▸ **Exercise requirements**
Reproduce the data below verbatim, keeping every line unchanged.

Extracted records
## Begin
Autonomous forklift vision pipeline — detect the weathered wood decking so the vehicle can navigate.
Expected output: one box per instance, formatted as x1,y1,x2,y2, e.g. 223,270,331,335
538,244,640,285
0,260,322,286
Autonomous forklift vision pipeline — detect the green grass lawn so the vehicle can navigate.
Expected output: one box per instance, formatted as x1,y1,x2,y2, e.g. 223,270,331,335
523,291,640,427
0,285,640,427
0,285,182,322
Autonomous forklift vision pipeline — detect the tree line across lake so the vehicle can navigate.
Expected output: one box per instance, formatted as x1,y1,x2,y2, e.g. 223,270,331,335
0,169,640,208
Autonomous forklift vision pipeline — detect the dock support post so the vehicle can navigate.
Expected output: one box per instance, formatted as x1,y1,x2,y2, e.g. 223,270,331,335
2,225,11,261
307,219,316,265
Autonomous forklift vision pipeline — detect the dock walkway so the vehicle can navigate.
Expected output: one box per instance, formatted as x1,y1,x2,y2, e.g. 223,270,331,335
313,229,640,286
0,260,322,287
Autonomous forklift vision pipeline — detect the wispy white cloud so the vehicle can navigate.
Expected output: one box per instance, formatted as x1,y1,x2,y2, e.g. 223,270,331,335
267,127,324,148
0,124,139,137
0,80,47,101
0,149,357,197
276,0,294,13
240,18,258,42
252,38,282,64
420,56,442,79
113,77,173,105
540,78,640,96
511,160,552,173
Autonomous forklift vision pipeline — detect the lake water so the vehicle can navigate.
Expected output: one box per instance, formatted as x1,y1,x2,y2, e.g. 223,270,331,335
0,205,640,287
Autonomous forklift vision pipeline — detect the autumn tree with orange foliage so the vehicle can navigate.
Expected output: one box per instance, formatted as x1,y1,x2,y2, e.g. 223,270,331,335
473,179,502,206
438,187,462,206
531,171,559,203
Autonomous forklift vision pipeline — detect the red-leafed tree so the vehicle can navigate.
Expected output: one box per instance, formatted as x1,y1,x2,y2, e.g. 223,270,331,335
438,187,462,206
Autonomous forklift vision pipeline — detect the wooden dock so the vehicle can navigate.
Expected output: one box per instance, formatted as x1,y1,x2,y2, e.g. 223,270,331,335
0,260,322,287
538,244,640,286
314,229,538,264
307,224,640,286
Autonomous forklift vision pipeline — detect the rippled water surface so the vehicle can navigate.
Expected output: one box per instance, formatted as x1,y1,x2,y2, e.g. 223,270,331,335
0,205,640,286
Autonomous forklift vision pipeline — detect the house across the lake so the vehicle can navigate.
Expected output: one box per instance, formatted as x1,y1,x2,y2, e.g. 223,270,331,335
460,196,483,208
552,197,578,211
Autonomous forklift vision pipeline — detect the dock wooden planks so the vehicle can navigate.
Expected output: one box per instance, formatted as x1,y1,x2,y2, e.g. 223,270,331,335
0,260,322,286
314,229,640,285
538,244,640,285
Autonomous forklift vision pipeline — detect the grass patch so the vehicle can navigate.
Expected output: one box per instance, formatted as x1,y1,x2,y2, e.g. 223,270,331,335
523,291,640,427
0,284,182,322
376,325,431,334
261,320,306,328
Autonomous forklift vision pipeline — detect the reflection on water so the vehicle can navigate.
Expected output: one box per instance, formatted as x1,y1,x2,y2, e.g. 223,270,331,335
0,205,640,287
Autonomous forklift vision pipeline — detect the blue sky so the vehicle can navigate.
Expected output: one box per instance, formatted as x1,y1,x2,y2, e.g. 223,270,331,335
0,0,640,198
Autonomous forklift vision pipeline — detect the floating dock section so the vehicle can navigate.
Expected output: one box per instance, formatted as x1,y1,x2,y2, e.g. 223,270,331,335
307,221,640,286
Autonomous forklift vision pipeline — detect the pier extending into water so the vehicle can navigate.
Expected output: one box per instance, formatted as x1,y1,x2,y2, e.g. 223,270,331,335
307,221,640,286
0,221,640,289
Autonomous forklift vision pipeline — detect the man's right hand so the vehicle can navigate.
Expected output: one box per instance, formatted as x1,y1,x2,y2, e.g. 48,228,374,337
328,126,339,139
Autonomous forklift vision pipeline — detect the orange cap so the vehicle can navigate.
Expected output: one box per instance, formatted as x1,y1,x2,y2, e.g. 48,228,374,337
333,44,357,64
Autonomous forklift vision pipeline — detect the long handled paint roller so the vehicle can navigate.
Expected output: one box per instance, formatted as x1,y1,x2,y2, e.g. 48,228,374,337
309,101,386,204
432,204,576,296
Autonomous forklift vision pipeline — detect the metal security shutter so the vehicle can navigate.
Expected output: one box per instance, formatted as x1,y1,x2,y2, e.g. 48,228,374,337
## End
▸ **Output below**
Autonomous forklift vision pipeline — detect the weathered wood decking so the vehicle can navigate.
Expected output: one box per instance, formatted as x1,y1,x2,y2, e.g. 223,270,331,335
538,244,640,285
0,260,322,286
Autonomous forklift vision pipeline — detect the green grass lawn so the vehicle can navigate.
Expected output: one box per instance, formatted as x1,y1,x2,y2, e.g. 223,270,331,335
523,291,640,427
0,285,640,427
0,285,182,322
Autonomous forklift vision pipeline — detect the tree line across lake so the vehicle can navigate.
Expected output: one box per instance, formatted as x1,y1,x2,y2, e.g. 223,270,331,335
0,169,640,208
Autonomous forklift vision pipeline — detect the dock support post so the vehicle can navigate.
Expected output: one box per instance, formatted as x1,y1,x2,y2, e.g. 223,270,331,335
2,225,11,261
307,219,316,265
Autonomous forklift vision pipeline — detect the dock walkway so the vehicle can navigate.
Expected output: one box per instance, formatted as x1,y1,x2,y2, e.g. 223,270,331,335
313,229,640,286
0,260,322,287
Autonomous forklift vision pipeline — detect the wispy white cloud so the vehicle can navigate.
Expected output: one box per instance, formatted as x1,y1,x2,y2, e.g. 223,270,331,335
267,127,324,148
0,124,139,137
0,80,47,101
0,149,357,197
276,0,294,13
240,18,258,42
252,38,282,64
420,56,442,79
113,77,173,105
540,78,640,96
511,160,552,173
Autonomous forklift vision pipeline — detect the lake water so the vehicle can navigate.
Expected output: one box per instance, formatted as x1,y1,x2,y2, e.g. 223,270,331,335
0,205,640,287
Autonomous forklift vision pipeline — detect the autumn tree with orange foliage so the vehicle can navigate.
Expected output: one box per instance, formatted as x1,y1,x2,y2, e.g. 223,270,331,335
473,179,502,206
438,187,462,206
531,171,559,203
Autonomous forklift vision pipeline — detect the red-leafed tree so the vehicle can navigate.
Expected output: one box per instance, formatted as x1,y1,x2,y2, e.g. 223,270,331,335
438,187,462,206
Autonomous forklift vision pipeline — detect the wooden dock so the vehicle can navigate.
Expected output: one box per instance, formatted as x1,y1,x2,y2, e.g. 223,270,331,335
0,260,322,287
538,244,640,286
314,229,538,264
307,224,640,286
Autonomous forklift vision pipeline — detect the rippled water surface so the vehicle can navigate.
Expected output: one box per instance, formatted as x1,y1,x2,y2, e.g. 223,270,331,335
0,205,640,286
Autonomous forklift vision pipeline — detect the house across the lake so the vehicle can navigate.
Expected output: one box per instance, formatted as x1,y1,x2,y2, e.g. 223,270,331,335
460,196,483,208
552,197,578,211
Autonomous forklift vision pipeline — detect the dock wooden planks so the vehicle can navigate.
Expected output: one box per instance, formatted as x1,y1,x2,y2, e.g. 223,270,331,335
0,260,322,286
314,229,640,285
538,244,640,285
Autonomous forklift vision pipeline — detect the grass patch so the vehicle can navigate.
Expected output: one box per instance, formatted as x1,y1,x2,y2, e.g. 223,270,331,335
523,291,640,427
0,284,182,322
376,325,431,334
261,320,306,328
Autonomous forklift vision pipeline — detect the reflection on water so the vehicle can navigate.
Expected output: one box per instance, formatted as x1,y1,x2,y2, e.g. 223,270,331,335
0,205,640,287
Autonomous forklift vision pipeline — detect the blue sky so the vehicle can navigate.
Expected output: one box per instance, formatted as x1,y1,x2,y2, e.g. 223,270,331,335
0,0,640,198
Autonomous forklift vision pipeline — detect the floating dock section so the vehicle can navigate.
Expected output: one box per instance, formatted as x1,y1,x2,y2, e.g. 223,270,331,335
307,221,640,286
Autonomous forklift vision pipeline — detect the pier extending into water so the vehicle can navigate.
Expected output: one box per instance, formatted as x1,y1,x2,y2, e.g. 223,270,331,335
307,221,640,286
0,221,640,289
Autonomous forklift vision pipeline — detect the man's right hand so the vehicle can navigate.
Expected output: one box per instance, formatted as x1,y1,x2,y2, e.g. 48,228,374,337
328,126,339,139
Autonomous forklift vision pipeline — detect the orange cap so the vehicle can navigate.
Expected output: one box per instance, formatted as x1,y1,x2,y2, e.g. 48,228,374,337
333,44,357,64
Autonomous forklift vision pipeline — detect the long handled paint roller so the vehicle can navigate.
Expected output: one box per instance, formatted as x1,y1,x2,y2, e.g. 48,228,374,337
309,101,386,204
432,204,576,296
Autonomous forklift vision pipeline — detect the metal security shutter so the vehicle can navigate.
Expected output: one box per instance, formatted as x1,y1,x2,y2, e.g. 48,228,374,337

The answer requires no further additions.